◆ **Texto fornecido**:
================
REGIME JURÍDICO DAS INFRACÇÕES FISCAIS ADUANEIRAS PARTE I Princípios gerais CAPÍTULO I Disposições gerais comuns Artigo 1.º Âmbito de aplicação 1 - O presente Regime Jurídico aplica-se às infracções às normas reguladoras de prestações tributárias aduaneiras, incluindo as de regimes aduaneiros suspensivos e de benefícios fiscais, de importação ou exportação.

2 - O presente Regime Jurídico aplica-se ainda à disciplina legal dos regimes aduaneiros que, independentemente de regulamentarem ou não a prestação tributária aduaneira, estabeleçam quaisquer facilidades, simplificação de procedimentos, deveres, restrições ou proibições relativos à titularidade, apresentação, descarga e depósito, utilização ou destino, trânsito e circulação de mercadorias nacionais, nacionalizadas, importadas ou destinadas à exportação.

Artigo 2.º Definições 1 - Para efeitos do disposto no presente Regime Jurídico considera-se: a) Leis e regulamentos aduaneiros: os diplomas legislativos e regulamentares emitidos pelo Estado Português e os actos normativos adoptados pelas instituições da Comunidade Europeia, nos termos requeridos para poderem vigorar directamente na ordem interna portuguesa, relativos às receitas tributárias aduaneiras, à importação, exportação e trânsito de mercadorias, bem como a outras matérias com estas directamente conexionadas ou que se relacionem com o desempenho de atribuições da administração aduaneira; b) Infracção fiscal aduaneira: o facto típico, ilícito e culposo declarado punível por lei aduaneira anterior; c) Prestação tributária aduaneira: os direitos aduaneiros e demais imposições, incluindo impostos, taxas e outras receitas fiscais ou de natureza parafiscal cuja cobrança caiba às alfândegas; d) Território aduaneiro: o espaço compreendido entre a fronteira terrestre do continente e a linha ou linhas que constituem o limite exterior do mar territorial da zona contígua portuguesa, acrescido do território das Regiões Autónomas dos Açores e da Madeira e respectivas zonas contíguas; e) Fronteira aduaneira: os limites do território aduaneiro; f) Alfândegas: as estâncias aduaneiras, os postos fiscais, os caminhos que directamente conduzem àquelas e a estes, os depósitos aduaneiros e, em geral, os locais sujeitos a fiscalização permanente onde se efectuem o embarque e desembarque de passageiros ou operações de carga e descarga demercadorias; g) Órgãos de polícia fiscal aduaneira: a Direcção-Geral das Alfândegas, a Guarda Fiscal, os seus agentes e as entidades e agentes policiais a quem caiba levar a cabo quaisquer actos ordenados por uma autoridade judiciária ou determinados por este Regime Jurídico; h) Suspeito: toda a pessoa relativamente à qual exista indício de que cometeu ou se prepara para cometer um crime ou uma contra-ordenação fiscal aduaneira ou que neles participou ou se prepara para participar.
================
◆ **Dados**:
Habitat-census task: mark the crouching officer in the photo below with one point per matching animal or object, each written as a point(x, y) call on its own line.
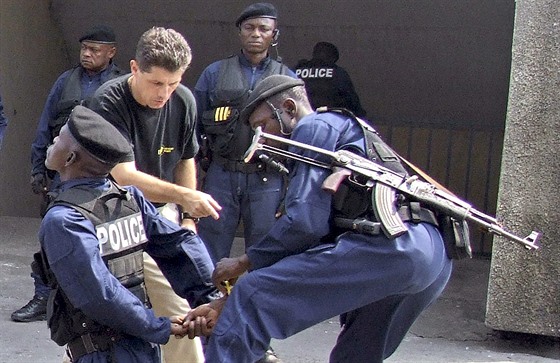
point(307, 269)
point(92, 238)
================
◆ **Instruções do exercício**:
Escreve a continuação do texto sobre o regime jurídico das infracções fiscais aduaneiras, a partir da última frase apresentada.

◆ **Resposta do exercício**:
2 - Para os efeitos do disposto no presente Regime Jurídico: a) As mercadorias consideram-se em circulação desde a entrada no País ou saída do local de produção até entrarem na posse do consumidor final, não se considerando na posse deste as mercadorias existentes em explorações agrícolas, estabelecimentos comerciais ou industriais ou suas dependências, quando se destinem a comércio; b) Os meios de transporte, terrestres, fluviais, marítimos e aéreos, consideram-se em circulação sempre que não se encontrem, respectivamente, aparcados em garagens exclusivamente privadas...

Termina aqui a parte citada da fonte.